QUOTED PASSAGE:
For example, in a normally black mode in which no electric field is
applied to liquid crystal molecules (not shown) and thus the black
image IB is displayed, the level of the black image data voltage
for displaying the black image IB may be equal to that of a
reference voltage. In addition, the level of the display image data
voltage for displaying the left display image IL and the right
display image IR may be higher than that of the reference voltage,
and the level of the display image data voltage for displaying the
left display image IL and the right display image IR, which is
transmitted to a next gate line, may be lower than that of the
reference voltage. That is, the level of the display image data
voltage may be inverted, based on the level of the black image data
voltage.
[0088] The first through n.sup.th gate signals Gout1 through
Gout(n) are sequentially transmitted to the first through n.sup.th
gate lines G1 through Gn, respectively, that is, one by one in each
period 1H of the start signal STV. For example, the first gate
signal Gout1 transits to a high level in the image-charging section
T1 of the load signal TP and then transits to a low level in the
black image-charging section T2 that follows the image-charging
section T1. In a next image-charging section T1 of the first start
signal TP, the second gate signal Gout2 transits to a high level
and then transits to a low level in the following black
image-charging section T2. In this way, the first through n.sup.th
gate signals Gout1 through Gout(n) are sequentially transmitted up
to the n.sup.th gate line Gn.
[0089] In the black image-charging section T2 between the
image-charging section T1 of the first gate signal Gout1 and the
image-charging section T1 of the second gate signal Gout2, the
black image data voltage of the j.sup.th gate signal Gout(j) may be
charged. In the black image-charging section T2 that follows the
image-charging section T1 of the second gate signal Gout2, the
black image data voltage of the (j+1).sup.th gate signal may be
charged.
[0090] As described above, the ratio of the display section P1 to
the non-display section P2 can be adjusted as desired. When the
display section P1 is increased, the display device 1 luminance may
be increased. In this case, however, the left display image IL and
the right display image IR may be mixed with each other and thus
seen simultaneously. On the other hand, when the non-display
section P2 is increased, the left display image IL can be clearly
separated from the right display image IR. However, the display
device 1 overall luminance may be reduced. Thus, the length of the
display section P1 and that of the non-display section P2 may be
adjusted as desired.
[0091] An image signal having 60 to 120 frames per second may be
transmitted to each pixel PX of the display panel 300. In addition,
the image data voltage "Data" may be inverted every frame and
applied accordingly.

GIVEN EXERCISE 1: In the passage on display driving signals, what may happen to the left and right display images when the display section P1 is increased?
GIVEN EXERCISE 2: For each statement about the passage on display driving signals, answer yes or no, and quote the words that decide it. (a) In the normally black mode, the black image data voltage may be at the same level as the reference voltage. (b) Increasing the non-display section P2 raises the overall luminance of the display device. (c) The image data voltage "Data" may be inverted every frame.
GIVEN EXERCISE 3: Continue the passage on display driving signals from its last sentence.

SOURCE DATA:

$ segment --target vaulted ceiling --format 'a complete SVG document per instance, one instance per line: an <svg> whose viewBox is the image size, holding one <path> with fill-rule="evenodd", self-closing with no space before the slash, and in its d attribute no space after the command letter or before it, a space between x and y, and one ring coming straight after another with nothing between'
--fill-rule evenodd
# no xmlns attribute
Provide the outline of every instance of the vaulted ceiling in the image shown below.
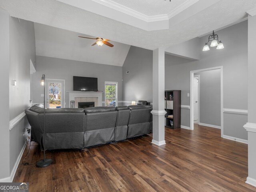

FINAL RESULT 1: They may be mixed with each other and seen simultaneously.

FINAL RESULT 2:
(a) Yes: "the level of the black image data voltage for displaying the black image IB may be equal to that of a reference voltage."
(b) No: "However, the display device 1 overall luminance may be reduced."
(c) Yes: "the image data voltage "Data" may be inverted every frame and applied accordingly."

FINAL RESULT 3:
[0092] Hereinafter, a display device according to another exemplary
embodiment of the present invention will be described in detail
with reference to FIG. 6, FIG. 7A, FIG. 7B, FIG. 7C, and FIG. 7D.
FIG. 6 is a perspective view of a polarizing panel 100 included in
a display device according to another exemplary embodiment of the
present invention. FIG. 7A, FIG. 7B, FIG. 7C, and FIG. 7D are plan
views of the display device showing a process of displaying a left
image and a right image on the display panel 300 shown in FIG. 6.
For simplicity, elements having the same functions as those shown
in the drawings for the previous exemplary embodiment are indicated
by like reference numerals, and thus their description will be
omitted.
[0093] The display device according to the present exemplary
embodiment includes the polarizing panel 100 which is divided into
a plurality of switching surfaces, i.e., first through fourth
switching surfaces 111 through 114. The first through fourth
switching surfaces 111 through 114 of the polarizing panel 100 may
operate independently of each other. In addition, each of the first
through fourth switching surfaces 111 through 114 may adjust a
polarization direction of each of a left image and a right image.
In the present exemplary embodiment, the display device including
the polarizing panel 100, which is divided into the four switching
surfaces 111 through 114, will be described.
[0094] The polarizing panel 100 is divided into four switching
surfaces, i.e., the first through fourth switching surfaces 111
through 114. The first through fourth switching surfaces 111
through 114 operate independently of each other and independently
control the polarization direction of light that passes
therethrough. The first through fourth switching surfaces 111
through 114 may be formed parallel to gate lines and sequentially
change the polarization directions of the left image and the right
image in a direction parallel to data lines.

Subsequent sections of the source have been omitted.